--- SUPPLIED MATERIAL Enclosed Below ---

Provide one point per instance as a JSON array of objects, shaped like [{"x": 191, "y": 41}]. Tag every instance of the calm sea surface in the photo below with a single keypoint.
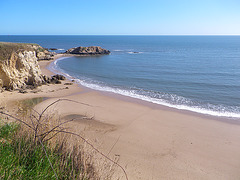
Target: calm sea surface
[{"x": 196, "y": 73}]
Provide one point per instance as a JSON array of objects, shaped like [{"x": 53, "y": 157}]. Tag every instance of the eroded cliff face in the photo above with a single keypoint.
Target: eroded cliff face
[
  {"x": 20, "y": 70},
  {"x": 19, "y": 67}
]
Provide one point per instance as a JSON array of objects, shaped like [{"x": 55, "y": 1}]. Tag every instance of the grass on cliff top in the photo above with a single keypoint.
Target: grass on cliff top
[
  {"x": 7, "y": 48},
  {"x": 20, "y": 158}
]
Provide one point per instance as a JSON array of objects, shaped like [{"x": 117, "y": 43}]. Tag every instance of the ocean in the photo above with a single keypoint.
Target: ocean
[{"x": 196, "y": 73}]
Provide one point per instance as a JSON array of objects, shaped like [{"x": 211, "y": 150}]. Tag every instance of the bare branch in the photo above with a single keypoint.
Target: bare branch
[
  {"x": 16, "y": 119},
  {"x": 67, "y": 132}
]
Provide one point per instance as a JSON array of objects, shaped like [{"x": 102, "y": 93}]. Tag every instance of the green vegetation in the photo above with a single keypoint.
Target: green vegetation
[{"x": 22, "y": 158}]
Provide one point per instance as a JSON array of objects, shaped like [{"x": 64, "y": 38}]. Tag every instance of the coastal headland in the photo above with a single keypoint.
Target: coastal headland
[{"x": 150, "y": 141}]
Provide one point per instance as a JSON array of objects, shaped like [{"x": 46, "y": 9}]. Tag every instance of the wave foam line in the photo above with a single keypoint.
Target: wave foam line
[{"x": 54, "y": 68}]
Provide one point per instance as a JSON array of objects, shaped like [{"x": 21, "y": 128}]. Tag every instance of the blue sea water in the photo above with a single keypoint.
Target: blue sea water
[{"x": 196, "y": 73}]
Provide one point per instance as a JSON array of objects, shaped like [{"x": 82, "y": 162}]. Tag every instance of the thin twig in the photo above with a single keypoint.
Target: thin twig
[
  {"x": 67, "y": 132},
  {"x": 16, "y": 119},
  {"x": 113, "y": 146}
]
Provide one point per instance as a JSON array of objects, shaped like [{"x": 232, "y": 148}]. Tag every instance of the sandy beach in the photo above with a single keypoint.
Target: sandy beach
[{"x": 151, "y": 142}]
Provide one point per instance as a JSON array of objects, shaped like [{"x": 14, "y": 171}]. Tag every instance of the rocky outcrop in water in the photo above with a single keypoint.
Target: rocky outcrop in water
[{"x": 92, "y": 50}]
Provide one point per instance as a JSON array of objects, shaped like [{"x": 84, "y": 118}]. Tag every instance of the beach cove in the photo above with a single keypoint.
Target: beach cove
[{"x": 152, "y": 142}]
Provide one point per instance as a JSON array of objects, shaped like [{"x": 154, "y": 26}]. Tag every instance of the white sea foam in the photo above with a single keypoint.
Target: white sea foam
[
  {"x": 220, "y": 112},
  {"x": 132, "y": 93},
  {"x": 117, "y": 50},
  {"x": 134, "y": 52}
]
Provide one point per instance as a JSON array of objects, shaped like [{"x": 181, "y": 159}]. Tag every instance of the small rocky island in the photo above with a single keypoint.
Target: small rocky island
[
  {"x": 91, "y": 50},
  {"x": 19, "y": 67}
]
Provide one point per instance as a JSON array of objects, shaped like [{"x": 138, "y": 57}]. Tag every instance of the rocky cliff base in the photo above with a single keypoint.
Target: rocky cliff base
[{"x": 19, "y": 68}]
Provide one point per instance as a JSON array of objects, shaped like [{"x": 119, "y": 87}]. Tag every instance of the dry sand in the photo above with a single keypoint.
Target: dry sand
[{"x": 152, "y": 142}]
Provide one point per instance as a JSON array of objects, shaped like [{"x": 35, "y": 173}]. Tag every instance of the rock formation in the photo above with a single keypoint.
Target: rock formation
[
  {"x": 92, "y": 50},
  {"x": 19, "y": 67}
]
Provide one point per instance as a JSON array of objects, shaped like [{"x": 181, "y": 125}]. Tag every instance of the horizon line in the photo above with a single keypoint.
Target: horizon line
[{"x": 119, "y": 34}]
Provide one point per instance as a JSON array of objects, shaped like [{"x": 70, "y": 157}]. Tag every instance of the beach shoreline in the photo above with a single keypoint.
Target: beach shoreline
[{"x": 151, "y": 141}]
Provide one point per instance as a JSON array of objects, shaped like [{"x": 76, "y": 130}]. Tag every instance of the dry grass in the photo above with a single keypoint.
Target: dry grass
[{"x": 45, "y": 128}]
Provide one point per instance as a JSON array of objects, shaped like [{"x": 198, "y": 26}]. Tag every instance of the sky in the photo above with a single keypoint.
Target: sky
[{"x": 120, "y": 17}]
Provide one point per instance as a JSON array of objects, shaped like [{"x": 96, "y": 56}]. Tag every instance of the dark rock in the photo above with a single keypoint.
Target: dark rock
[{"x": 92, "y": 50}]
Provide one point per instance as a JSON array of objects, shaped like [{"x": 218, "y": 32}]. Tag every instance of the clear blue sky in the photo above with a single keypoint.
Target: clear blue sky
[{"x": 120, "y": 17}]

--- End of Enclosed SUPPLIED MATERIAL ---

■ WHAT THE TASK REQUIRES
Whenever a picture appears, leave it out, and return every record exactly.

■ WRITTEN RESPONSE
Provide one point per instance as a JSON array of objects, shaped like [{"x": 191, "y": 41}]. Tag every instance of the calm sea surface in the photo below with a single keypoint.
Target: calm sea surface
[{"x": 196, "y": 73}]
Provide one point per instance as a JSON array of objects, shaped like [{"x": 53, "y": 157}]. Tag every instance of the eroded cliff face in the photo above with a single keypoint.
Target: eroded cliff face
[
  {"x": 20, "y": 70},
  {"x": 19, "y": 67}
]
Provide one point per instance as a JSON array of objects, shaped like [{"x": 55, "y": 1}]. Tag every instance of the grass on cliff top in the photo above with a single keypoint.
Target: grass on cliff top
[
  {"x": 7, "y": 48},
  {"x": 20, "y": 158}
]
Provide one point per instance as a JSON array of objects, shaped like [{"x": 117, "y": 43}]. Tag every instance of the ocean in the photo above with a single keypoint.
Target: ocean
[{"x": 196, "y": 73}]
Provide one point per instance as a JSON array of objects, shaped like [{"x": 211, "y": 150}]. Tag every instance of the bare branch in the photo above with a single keypoint.
Target: bare branch
[
  {"x": 16, "y": 119},
  {"x": 67, "y": 132}
]
Provide one point per instance as a JSON array of objects, shaped like [{"x": 102, "y": 93}]. Tag every instance of the green vegetation in the photo above with a single keypoint.
Target: green vegetation
[{"x": 22, "y": 158}]
Provide one point per instance as a JSON array of objects, shaped like [{"x": 64, "y": 38}]. Tag every instance of the coastal headland in the photo above with a single keypoint.
Target: coastal headland
[{"x": 150, "y": 141}]
Provide one point per instance as a JSON array of objects, shaped like [{"x": 46, "y": 9}]. Tag every instance of the wave foam line in the photo above with a single keypoint.
Target: wave foam line
[{"x": 54, "y": 68}]
Provide one point per instance as a JSON array of objects, shaped like [{"x": 21, "y": 128}]. Tag every instance of the blue sea water in the photo above with a single keypoint.
Target: blue sea water
[{"x": 196, "y": 73}]
Provide one point per instance as a JSON array of objects, shaped like [{"x": 82, "y": 162}]. Tag every instance of the thin twig in the photo above with a single keypoint.
Target: thin twig
[
  {"x": 67, "y": 132},
  {"x": 16, "y": 119},
  {"x": 113, "y": 146}
]
Provide one point per instance as a JSON array of objects, shaped like [{"x": 232, "y": 148}]. Tag every instance of the sandy beach in the photo above with a single keypoint.
Target: sandy beach
[{"x": 151, "y": 142}]
Provide one point per instance as a JSON array of objects, shaped like [{"x": 14, "y": 171}]. Tag every instance of the rocky outcrop in water in the photo above with a single keypoint.
Target: rocky outcrop in water
[{"x": 92, "y": 50}]
Provide one point per instance as a JSON array of objects, shaped like [{"x": 84, "y": 118}]. Tag every instance of the beach cove in the photo above with a single keypoint.
Target: beach cove
[{"x": 152, "y": 142}]
Provide one point per instance as a JSON array of objects, shaped like [{"x": 154, "y": 26}]. Tag every instance of the white sea foam in the photo above with a single keypoint.
Target: white sea foam
[
  {"x": 220, "y": 112},
  {"x": 132, "y": 93},
  {"x": 117, "y": 50},
  {"x": 134, "y": 52}
]
Provide one point per instance as a JSON array of objects, shaped like [{"x": 181, "y": 159}]. Tag every instance of the small rocky island in the photo above with a single keypoint.
Target: small rocky island
[
  {"x": 91, "y": 50},
  {"x": 19, "y": 67}
]
Provide one point per instance as a JSON array of objects, shaped like [{"x": 138, "y": 57}]. Tag every instance of the rocky cliff base in the photo above with a single keypoint.
Target: rocky cliff base
[{"x": 19, "y": 68}]
Provide one point per instance as a JSON array of objects, shaped like [{"x": 119, "y": 87}]. Tag every instance of the dry sand in the photo above with a single keypoint.
Target: dry sand
[{"x": 152, "y": 142}]
Provide one point per instance as a JSON array of objects, shaped like [{"x": 35, "y": 173}]. Tag every instance of the rock formation in the photo above with a single keypoint.
Target: rock formation
[
  {"x": 92, "y": 50},
  {"x": 19, "y": 67}
]
Provide one point per instance as a JSON array of objects, shaped like [{"x": 181, "y": 125}]. Tag every instance of the horizon line in the photo above with a single keypoint.
Target: horizon line
[{"x": 119, "y": 34}]
Provide one point per instance as a JSON array of objects, shaped like [{"x": 70, "y": 157}]. Tag every instance of the beach shoreline in the photo above with a single keypoint.
Target: beach shoreline
[{"x": 151, "y": 141}]
Provide one point per instance as a JSON array of objects, shaped like [{"x": 76, "y": 130}]. Tag every instance of the dry grass in the photo above with a single keypoint.
Target: dry grass
[{"x": 45, "y": 128}]
Provide one point per instance as a JSON array of objects, shaped like [{"x": 198, "y": 26}]. Tag every instance of the sky in the photo above with a single keypoint.
Target: sky
[{"x": 120, "y": 17}]
Provide one point per instance as a JSON array of objects, shaped like [{"x": 96, "y": 56}]. Tag every instance of the dark rock in the photo above with a single keypoint.
Target: dark rock
[{"x": 92, "y": 50}]
Provide one point per instance as a JSON array of objects, shaped like [{"x": 218, "y": 32}]. Tag every instance of the clear blue sky in the photo above with a single keypoint.
Target: clear blue sky
[{"x": 120, "y": 17}]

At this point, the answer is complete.